Task directions. Reproduce word for word the part of the listing below from the line with "Pick out the woman's arm" to the line with "pixel 100 77", including both of those lines.

--- Begin Data entries ---

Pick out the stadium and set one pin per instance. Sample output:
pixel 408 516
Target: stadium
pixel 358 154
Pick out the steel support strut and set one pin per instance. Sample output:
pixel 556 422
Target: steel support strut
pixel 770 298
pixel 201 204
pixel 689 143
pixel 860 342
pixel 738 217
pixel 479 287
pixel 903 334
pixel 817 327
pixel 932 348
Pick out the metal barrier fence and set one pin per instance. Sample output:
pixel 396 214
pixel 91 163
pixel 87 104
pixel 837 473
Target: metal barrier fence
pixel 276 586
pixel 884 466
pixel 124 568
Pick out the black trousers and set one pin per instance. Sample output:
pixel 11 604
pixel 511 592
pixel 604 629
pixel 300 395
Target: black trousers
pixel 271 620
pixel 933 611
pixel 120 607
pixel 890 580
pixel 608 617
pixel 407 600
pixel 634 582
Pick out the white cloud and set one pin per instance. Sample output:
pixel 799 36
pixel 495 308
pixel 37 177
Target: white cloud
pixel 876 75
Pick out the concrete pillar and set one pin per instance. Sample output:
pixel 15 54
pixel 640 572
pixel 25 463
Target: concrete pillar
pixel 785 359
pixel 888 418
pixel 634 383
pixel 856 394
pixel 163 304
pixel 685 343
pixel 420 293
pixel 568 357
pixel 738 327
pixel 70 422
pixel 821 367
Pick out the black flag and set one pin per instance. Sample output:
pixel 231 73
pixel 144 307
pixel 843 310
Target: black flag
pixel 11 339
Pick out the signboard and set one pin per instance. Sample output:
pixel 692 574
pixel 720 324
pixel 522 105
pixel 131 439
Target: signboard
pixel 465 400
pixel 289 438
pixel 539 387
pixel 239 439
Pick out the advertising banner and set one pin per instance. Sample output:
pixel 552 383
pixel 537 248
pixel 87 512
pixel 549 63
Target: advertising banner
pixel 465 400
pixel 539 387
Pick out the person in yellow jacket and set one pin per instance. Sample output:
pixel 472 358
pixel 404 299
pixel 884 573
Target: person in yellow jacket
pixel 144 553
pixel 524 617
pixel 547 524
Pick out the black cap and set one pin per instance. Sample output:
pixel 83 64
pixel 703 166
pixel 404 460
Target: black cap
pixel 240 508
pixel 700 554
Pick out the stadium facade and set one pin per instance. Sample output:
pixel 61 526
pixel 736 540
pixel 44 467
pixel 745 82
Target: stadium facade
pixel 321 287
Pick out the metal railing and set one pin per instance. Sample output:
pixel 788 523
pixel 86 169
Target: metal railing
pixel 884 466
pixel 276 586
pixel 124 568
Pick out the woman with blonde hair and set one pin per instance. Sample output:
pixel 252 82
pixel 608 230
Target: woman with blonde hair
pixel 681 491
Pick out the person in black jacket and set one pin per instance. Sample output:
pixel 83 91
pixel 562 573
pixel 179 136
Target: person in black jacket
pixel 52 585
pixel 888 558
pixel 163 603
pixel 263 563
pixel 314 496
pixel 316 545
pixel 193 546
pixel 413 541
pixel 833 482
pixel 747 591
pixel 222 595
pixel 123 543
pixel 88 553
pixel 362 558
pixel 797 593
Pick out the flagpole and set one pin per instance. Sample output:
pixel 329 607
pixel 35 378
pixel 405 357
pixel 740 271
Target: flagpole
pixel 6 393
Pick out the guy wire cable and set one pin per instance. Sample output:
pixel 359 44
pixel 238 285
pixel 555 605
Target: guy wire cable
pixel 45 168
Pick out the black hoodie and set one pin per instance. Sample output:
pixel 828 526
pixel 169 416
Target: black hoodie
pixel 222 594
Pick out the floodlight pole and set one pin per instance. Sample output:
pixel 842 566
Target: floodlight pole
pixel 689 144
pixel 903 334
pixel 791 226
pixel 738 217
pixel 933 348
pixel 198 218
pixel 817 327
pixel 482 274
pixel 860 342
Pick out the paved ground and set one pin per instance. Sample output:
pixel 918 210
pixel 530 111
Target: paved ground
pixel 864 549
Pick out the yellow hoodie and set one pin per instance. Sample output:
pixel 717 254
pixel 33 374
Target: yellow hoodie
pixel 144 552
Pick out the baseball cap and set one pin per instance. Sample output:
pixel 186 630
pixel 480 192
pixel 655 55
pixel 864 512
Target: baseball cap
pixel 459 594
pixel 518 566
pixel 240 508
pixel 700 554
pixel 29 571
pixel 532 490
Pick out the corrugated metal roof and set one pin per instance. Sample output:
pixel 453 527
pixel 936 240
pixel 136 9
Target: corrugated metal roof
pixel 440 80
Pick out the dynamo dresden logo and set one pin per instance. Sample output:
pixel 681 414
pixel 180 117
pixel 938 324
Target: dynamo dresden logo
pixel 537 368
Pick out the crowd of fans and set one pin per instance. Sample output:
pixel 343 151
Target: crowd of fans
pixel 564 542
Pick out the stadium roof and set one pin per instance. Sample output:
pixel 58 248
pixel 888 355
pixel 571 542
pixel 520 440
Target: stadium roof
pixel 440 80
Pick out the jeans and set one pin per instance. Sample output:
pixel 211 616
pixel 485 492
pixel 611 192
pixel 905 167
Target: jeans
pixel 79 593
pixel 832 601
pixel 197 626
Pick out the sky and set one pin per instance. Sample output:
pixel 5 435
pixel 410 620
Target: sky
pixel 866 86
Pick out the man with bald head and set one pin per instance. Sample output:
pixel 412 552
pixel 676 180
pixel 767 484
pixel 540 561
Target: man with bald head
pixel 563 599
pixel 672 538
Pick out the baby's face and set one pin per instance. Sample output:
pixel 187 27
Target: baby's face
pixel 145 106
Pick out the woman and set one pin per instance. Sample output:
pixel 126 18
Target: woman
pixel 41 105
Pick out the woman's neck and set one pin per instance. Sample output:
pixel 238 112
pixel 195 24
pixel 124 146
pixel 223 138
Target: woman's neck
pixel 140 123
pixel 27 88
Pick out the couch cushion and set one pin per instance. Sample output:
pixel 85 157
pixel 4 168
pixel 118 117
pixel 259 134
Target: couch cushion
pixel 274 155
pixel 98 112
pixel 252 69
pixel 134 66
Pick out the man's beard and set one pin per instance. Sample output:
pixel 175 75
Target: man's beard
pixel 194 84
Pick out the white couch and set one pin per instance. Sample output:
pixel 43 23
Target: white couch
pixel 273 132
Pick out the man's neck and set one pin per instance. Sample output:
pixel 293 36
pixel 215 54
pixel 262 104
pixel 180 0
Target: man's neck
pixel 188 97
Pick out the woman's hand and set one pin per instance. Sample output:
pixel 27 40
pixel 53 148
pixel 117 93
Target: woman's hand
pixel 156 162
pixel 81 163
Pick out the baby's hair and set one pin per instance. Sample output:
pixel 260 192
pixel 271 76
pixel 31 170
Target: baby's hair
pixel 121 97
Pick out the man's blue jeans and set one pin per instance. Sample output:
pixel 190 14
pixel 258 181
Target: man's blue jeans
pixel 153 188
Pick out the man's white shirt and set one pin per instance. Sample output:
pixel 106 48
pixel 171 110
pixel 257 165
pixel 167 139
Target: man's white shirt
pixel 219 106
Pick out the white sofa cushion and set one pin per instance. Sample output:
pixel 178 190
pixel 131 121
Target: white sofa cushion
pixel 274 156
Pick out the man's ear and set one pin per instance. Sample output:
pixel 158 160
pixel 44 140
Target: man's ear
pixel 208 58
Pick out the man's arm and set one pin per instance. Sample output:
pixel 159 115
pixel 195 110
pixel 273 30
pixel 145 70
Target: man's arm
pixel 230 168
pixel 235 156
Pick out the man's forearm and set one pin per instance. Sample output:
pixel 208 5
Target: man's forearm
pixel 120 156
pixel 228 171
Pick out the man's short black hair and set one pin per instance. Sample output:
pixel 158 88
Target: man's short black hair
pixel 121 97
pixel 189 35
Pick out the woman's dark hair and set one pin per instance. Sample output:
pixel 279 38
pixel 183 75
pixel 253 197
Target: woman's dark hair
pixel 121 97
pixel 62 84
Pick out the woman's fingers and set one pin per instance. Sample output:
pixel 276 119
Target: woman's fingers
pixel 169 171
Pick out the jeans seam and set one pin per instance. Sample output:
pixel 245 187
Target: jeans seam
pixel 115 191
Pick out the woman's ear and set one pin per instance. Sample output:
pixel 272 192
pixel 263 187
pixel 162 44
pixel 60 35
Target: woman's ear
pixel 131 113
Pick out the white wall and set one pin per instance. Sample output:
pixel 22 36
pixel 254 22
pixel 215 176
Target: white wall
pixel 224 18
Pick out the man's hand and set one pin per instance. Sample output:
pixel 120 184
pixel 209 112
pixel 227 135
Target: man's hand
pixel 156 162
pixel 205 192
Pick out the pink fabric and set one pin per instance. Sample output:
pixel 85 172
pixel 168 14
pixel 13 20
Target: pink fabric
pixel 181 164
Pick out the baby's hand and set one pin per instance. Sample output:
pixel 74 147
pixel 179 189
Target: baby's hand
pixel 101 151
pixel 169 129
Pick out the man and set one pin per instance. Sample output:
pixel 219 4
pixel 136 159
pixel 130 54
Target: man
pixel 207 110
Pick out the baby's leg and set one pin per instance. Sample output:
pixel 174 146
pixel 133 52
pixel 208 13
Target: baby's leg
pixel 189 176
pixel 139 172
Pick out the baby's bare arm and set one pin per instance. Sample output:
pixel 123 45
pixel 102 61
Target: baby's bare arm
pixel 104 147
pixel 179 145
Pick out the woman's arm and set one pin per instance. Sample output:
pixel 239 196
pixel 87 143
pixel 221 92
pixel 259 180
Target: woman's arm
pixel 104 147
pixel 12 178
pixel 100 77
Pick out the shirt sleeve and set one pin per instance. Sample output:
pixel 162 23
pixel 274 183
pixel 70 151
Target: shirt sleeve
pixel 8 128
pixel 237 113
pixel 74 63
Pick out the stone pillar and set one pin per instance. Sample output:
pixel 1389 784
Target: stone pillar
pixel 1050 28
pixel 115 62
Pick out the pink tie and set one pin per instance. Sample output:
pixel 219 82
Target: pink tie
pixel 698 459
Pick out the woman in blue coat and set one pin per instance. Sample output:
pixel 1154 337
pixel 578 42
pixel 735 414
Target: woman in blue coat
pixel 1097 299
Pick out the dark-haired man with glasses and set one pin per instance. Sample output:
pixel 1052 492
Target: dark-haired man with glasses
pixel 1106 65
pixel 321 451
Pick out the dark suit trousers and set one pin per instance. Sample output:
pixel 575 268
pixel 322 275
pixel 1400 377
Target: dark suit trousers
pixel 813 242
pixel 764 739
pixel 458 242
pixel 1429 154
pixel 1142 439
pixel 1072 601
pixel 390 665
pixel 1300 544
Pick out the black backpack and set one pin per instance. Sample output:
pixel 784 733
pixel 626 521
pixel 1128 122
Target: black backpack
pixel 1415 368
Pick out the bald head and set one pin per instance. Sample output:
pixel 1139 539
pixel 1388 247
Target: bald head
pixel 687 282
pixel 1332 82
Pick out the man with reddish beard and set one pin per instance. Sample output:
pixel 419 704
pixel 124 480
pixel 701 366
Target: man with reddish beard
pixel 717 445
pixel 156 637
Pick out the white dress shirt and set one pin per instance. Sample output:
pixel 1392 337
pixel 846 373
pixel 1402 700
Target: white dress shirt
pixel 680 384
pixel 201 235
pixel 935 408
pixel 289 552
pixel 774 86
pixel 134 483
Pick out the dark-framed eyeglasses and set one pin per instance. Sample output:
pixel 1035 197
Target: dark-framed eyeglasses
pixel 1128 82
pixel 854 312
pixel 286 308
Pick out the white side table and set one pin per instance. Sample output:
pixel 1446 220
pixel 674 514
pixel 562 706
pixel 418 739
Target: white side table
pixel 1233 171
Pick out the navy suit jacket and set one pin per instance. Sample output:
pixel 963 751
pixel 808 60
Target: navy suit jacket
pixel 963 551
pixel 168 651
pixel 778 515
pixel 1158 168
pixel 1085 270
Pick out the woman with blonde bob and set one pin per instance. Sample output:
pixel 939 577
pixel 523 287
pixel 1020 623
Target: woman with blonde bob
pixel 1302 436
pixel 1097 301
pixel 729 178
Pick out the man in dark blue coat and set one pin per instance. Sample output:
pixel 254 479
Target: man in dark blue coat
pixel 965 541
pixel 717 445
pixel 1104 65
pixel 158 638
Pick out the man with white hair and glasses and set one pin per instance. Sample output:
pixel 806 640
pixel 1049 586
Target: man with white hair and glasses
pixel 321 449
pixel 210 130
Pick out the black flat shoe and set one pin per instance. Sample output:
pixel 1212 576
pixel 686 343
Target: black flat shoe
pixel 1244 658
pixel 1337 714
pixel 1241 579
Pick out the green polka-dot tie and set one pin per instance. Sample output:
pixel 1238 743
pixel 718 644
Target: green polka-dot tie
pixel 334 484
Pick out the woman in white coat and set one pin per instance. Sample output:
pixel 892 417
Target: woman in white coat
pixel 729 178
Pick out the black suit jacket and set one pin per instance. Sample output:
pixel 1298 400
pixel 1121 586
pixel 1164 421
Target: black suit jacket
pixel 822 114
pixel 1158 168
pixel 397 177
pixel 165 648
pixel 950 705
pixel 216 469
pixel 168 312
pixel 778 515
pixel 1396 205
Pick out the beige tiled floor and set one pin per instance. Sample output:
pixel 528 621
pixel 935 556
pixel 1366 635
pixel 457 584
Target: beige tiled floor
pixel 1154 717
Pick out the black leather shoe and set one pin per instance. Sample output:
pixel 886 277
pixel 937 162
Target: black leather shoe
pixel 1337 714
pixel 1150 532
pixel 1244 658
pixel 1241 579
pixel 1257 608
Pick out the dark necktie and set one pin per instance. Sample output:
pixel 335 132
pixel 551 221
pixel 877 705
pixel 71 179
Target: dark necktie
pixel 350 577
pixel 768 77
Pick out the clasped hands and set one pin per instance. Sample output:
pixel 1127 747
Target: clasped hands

--- End Data entries ---

Expected answer.
Pick out the woman's arm and set one pin per instance. Sample output:
pixel 239 196
pixel 87 143
pixel 221 92
pixel 259 180
Target: woman's arm
pixel 104 147
pixel 12 178
pixel 100 77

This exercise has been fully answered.